- _EXERCISE AIM_
Using the garden blog post below, list every step the writer names as needed to get the planters from pickup to finished.

- _TEXT PASSAGE_
Tuesday, February 2, 2010

The Reuser's Garden Pt. 1

I've been working on a planter garden for a little over 2 years now. What that really means is that a little over 2 years ago, my brother helped me pick up some planters and it's taken me since then to actually get them drilled, placed, filled and planted. I had always meant to post about them, so here's Part 1.

Planters await the drilling of drainage holes

Ever since Dear BF sent me some information about square foot gardening, I've been intrigued by it. I also really wanted to reuse something for garden planters. My first thought (that I still think might work) was to reuse large pipes/tubes of some kind (culverts?) and cut them in half and set them up somehow so they'd make a half-pipe sort of garden. I was talking about this project with a County Solid Waste employee and he mentioned that there were some "concrete forms" on 2good2toss. I went over there and checked it out. What I saw was even better than what I had imagined.

Those suckers are water-tight! (Before drilling the holes, the boxes all filled with water and were too heavy to lift. Here, I am bailing water out of them.)

These concrete forms (which my brother thinks might have been used to top large concrete pillars) are about 4' square and 3' deep. They're made from fiberglass (which I asked the Master Gardeners about and they didn't seem to think I'd have any problems with chemicals leaching into our food.) Best of all, I would be reusing something that probably eventually would have become landfill and they were FREE! All I had to do was go pick them up. I enlisted the help of my oldest brother and his work truck and after a somewhat-scary trip out to Washougal and back, I had my planters.

- _MATERIAL PROVIDED_
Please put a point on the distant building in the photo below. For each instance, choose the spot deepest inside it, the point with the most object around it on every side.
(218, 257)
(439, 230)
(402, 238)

- _RESPONSE BELOW_
Drilled, placed, filled, planted.